- _INSTRUCTIONS_:
A: In the blog post below, which company is said to have agreements with various equipment manufacturers?
B: From the blog post below, reproduce word for word the part that opens with the words containing "I always say" and closes with "the fitness industry.".

- _GIVEN PASSAGE_:
------------
Monday, February 25, 2008

 

Yes, there is a "Biometric Markup Language"

I need to more strongly impress upon my Document Engineering students that whenever they encounter a case study in which information or messages are buzzing around they should look for an XML specification that defines them. In the recent post about “ Smart Fitness Machines" Michael Lee and Jim Miller write about an interesting application of biometric technology to identify users of fitness equipment so that information about workouts can be easily tracked. Jim optimistically says that “they claim it is "open," and the company, Fitlinxx has agreements with various equipment manufacturers, so they have apparently achieved some degree of interoperability."

I always say that "the best thing about XML is that ease with which you can create a new vocabulary” and that the worst thing “is the same as the best thing: the ease with which you can create a new vocabulary." So it never surprises me to find some XML vocabulary that purports to encode information models in any domain. But I guess my students can't yet imagine this unchecked proliferation of XML and so they didn’t look to find a relevant XML spec after reading about this clever new stuff in the fitness industry.
------------
- _RECORDED DATA_:

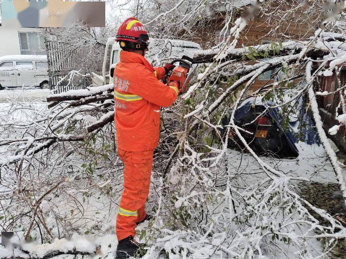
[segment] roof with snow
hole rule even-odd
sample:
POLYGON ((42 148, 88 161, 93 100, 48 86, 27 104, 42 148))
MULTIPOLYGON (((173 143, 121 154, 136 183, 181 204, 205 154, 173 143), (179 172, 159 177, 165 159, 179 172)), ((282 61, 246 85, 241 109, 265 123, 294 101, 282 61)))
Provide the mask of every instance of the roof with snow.
POLYGON ((45 55, 11 55, 0 58, 0 62, 3 61, 47 61, 45 55))

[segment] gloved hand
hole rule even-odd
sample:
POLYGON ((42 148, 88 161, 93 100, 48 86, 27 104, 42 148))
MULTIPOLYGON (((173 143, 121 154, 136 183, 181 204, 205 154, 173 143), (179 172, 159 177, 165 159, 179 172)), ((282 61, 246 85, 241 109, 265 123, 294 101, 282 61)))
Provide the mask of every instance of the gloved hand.
POLYGON ((173 70, 173 69, 175 67, 175 66, 174 65, 172 65, 172 64, 169 64, 169 63, 167 63, 165 66, 164 67, 164 68, 165 69, 165 70, 166 71, 166 74, 168 74, 168 73, 171 71, 171 70, 173 70))

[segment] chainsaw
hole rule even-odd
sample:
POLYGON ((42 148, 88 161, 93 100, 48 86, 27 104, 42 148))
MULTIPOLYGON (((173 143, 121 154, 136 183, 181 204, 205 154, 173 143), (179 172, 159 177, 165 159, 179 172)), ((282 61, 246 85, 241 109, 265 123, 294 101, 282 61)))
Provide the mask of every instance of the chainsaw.
POLYGON ((190 70, 192 68, 192 64, 194 64, 194 61, 193 59, 184 55, 181 58, 174 59, 171 62, 171 64, 174 65, 176 62, 179 62, 179 65, 169 73, 167 75, 168 78, 167 82, 169 84, 172 81, 179 81, 181 78, 186 78, 184 84, 180 87, 181 92, 183 92, 190 80, 190 76, 192 74, 190 70))

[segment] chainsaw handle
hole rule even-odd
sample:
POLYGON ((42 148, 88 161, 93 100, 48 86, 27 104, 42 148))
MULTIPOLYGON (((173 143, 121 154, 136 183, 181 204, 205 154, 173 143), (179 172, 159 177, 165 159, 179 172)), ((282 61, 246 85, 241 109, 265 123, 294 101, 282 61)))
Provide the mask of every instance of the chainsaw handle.
POLYGON ((186 65, 186 66, 187 66, 189 67, 189 69, 190 69, 190 68, 191 68, 192 67, 192 65, 190 63, 189 63, 189 62, 188 62, 186 60, 184 60, 183 59, 181 59, 180 58, 174 59, 172 62, 171 62, 171 64, 172 65, 173 65, 175 62, 180 62, 181 63, 183 63, 183 64, 186 65))

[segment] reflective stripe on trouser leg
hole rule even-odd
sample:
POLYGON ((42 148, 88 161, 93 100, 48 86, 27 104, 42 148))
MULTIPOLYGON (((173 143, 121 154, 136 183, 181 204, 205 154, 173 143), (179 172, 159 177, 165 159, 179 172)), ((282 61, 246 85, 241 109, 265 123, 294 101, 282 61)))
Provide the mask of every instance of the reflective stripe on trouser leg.
POLYGON ((153 152, 153 150, 132 152, 118 148, 124 164, 124 189, 116 226, 118 240, 134 237, 136 222, 145 217, 144 208, 149 194, 153 152))
POLYGON ((128 210, 125 210, 123 208, 119 208, 119 214, 125 217, 137 217, 137 211, 131 211, 128 210))

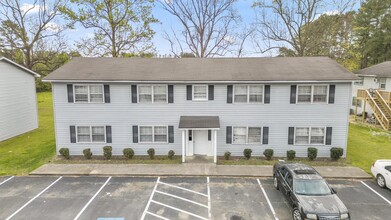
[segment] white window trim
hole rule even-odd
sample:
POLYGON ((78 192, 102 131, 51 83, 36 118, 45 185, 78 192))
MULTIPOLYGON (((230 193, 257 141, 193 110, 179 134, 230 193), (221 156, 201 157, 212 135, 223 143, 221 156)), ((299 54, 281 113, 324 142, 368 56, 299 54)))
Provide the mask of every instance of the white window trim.
POLYGON ((168 144, 168 139, 169 139, 169 133, 168 133, 168 125, 139 125, 138 126, 138 143, 139 144, 168 144), (152 142, 141 142, 141 129, 140 127, 152 127, 152 142), (166 141, 159 141, 155 142, 155 127, 166 127, 166 134, 167 138, 166 141))
POLYGON ((311 126, 311 127, 295 127, 295 133, 293 135, 293 145, 297 146, 308 146, 308 145, 316 145, 316 146, 323 146, 326 145, 326 136, 327 136, 327 128, 323 126, 311 126), (308 128, 308 144, 296 144, 296 129, 297 128, 308 128), (322 144, 311 144, 311 130, 312 128, 323 128, 324 129, 324 136, 323 136, 323 143, 322 144))
POLYGON ((308 104, 329 104, 330 85, 329 84, 298 84, 296 86, 296 104, 308 105, 308 104), (299 102, 299 86, 311 86, 311 102, 299 102), (314 102, 314 86, 327 86, 326 102, 314 102))
POLYGON ((106 143, 106 126, 105 125, 76 125, 75 126, 75 133, 76 133, 76 143, 81 143, 81 144, 95 144, 95 143, 106 143), (89 142, 80 142, 79 141, 79 134, 78 134, 78 127, 90 127, 90 141, 89 142), (92 141, 92 127, 103 127, 103 135, 105 136, 103 142, 93 142, 92 141))
POLYGON ((235 145, 241 145, 241 144, 248 144, 248 145, 252 145, 252 144, 263 144, 263 127, 261 126, 232 126, 232 144, 235 144, 235 145), (245 143, 234 143, 234 130, 235 128, 246 128, 246 142, 245 143), (260 142, 253 142, 253 143, 249 143, 248 142, 248 128, 261 128, 261 141, 260 142))
POLYGON ((154 87, 155 86, 165 86, 166 87, 166 102, 156 102, 157 104, 165 104, 168 103, 168 85, 167 84, 138 84, 137 85, 137 103, 141 104, 152 104, 155 103, 154 96, 154 87), (140 102, 140 86, 150 86, 151 87, 151 102, 140 102))
POLYGON ((191 86, 191 100, 192 101, 208 101, 209 100, 209 85, 205 85, 205 84, 197 84, 197 85, 192 85, 191 86), (206 97, 204 99, 196 99, 194 98, 194 86, 204 86, 206 87, 206 97))
POLYGON ((232 89, 232 103, 235 104, 235 87, 236 86, 246 86, 247 87, 247 101, 246 102, 236 102, 237 104, 251 104, 251 105, 260 105, 265 102, 265 85, 264 84, 235 84, 232 89), (262 86, 262 102, 250 102, 250 86, 262 86))
POLYGON ((85 104, 85 103, 93 103, 93 104, 102 104, 105 103, 105 88, 103 84, 73 84, 73 103, 76 104, 85 104), (87 97, 88 102, 76 102, 76 86, 87 86, 87 97), (101 86, 102 87, 102 102, 91 102, 91 93, 90 86, 101 86))

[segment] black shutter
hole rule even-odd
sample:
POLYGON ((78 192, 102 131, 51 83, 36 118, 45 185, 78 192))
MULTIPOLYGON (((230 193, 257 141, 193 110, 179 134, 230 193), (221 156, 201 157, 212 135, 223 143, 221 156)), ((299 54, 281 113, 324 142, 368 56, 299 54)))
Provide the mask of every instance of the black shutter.
POLYGON ((335 85, 330 85, 329 87, 329 104, 334 104, 335 98, 335 85))
POLYGON ((326 128, 326 145, 331 145, 331 136, 333 134, 333 128, 327 127, 326 128))
POLYGON ((208 86, 208 99, 209 100, 214 100, 214 86, 213 85, 209 85, 208 86))
POLYGON ((132 85, 132 103, 137 103, 137 85, 132 85))
POLYGON ((76 127, 74 125, 69 126, 71 143, 76 143, 76 127))
POLYGON ((68 89, 68 102, 72 103, 73 102, 73 85, 67 84, 67 89, 68 89))
POLYGON ((288 132, 288 144, 292 145, 293 144, 293 139, 295 138, 295 128, 294 127, 289 127, 289 132, 288 132))
POLYGON ((111 143, 111 126, 106 126, 106 143, 111 143))
POLYGON ((269 127, 263 127, 262 144, 269 144, 269 127))
POLYGON ((174 103, 174 85, 168 85, 168 103, 174 103))
POLYGON ((174 143, 174 126, 168 126, 168 143, 174 143))
POLYGON ((110 103, 110 86, 104 85, 104 91, 105 91, 105 103, 110 103))
POLYGON ((187 96, 187 100, 192 100, 193 94, 192 94, 192 86, 191 85, 186 86, 186 96, 187 96))
POLYGON ((291 85, 291 104, 296 104, 296 85, 291 85))
POLYGON ((133 143, 138 143, 138 126, 133 125, 133 143))
POLYGON ((227 85, 227 103, 232 103, 233 86, 227 85))
POLYGON ((227 144, 232 144, 232 127, 231 126, 227 126, 227 134, 226 134, 226 140, 227 140, 227 144))
POLYGON ((265 85, 265 104, 270 103, 270 85, 265 85))

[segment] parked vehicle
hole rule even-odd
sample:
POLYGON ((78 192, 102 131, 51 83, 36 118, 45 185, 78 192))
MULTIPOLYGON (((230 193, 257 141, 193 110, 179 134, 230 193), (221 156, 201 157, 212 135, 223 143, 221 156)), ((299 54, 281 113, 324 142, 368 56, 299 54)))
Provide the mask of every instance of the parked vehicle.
------------
- _SOLVED TASKS_:
A: Fitlinxx

B:
I always say that "the best thing about XML is that ease with which you can create a new vocabulary” and that the worst thing “is the same as the best thing: the ease with which you can create a new vocabulary." So it never surprises me to find some XML vocabulary that purports to encode information models in any domain. But I guess my students can't yet imagine this unchecked proliferation of XML and so they didn’t look to find a relevant XML spec after reading about this clever new stuff in the fitness industry.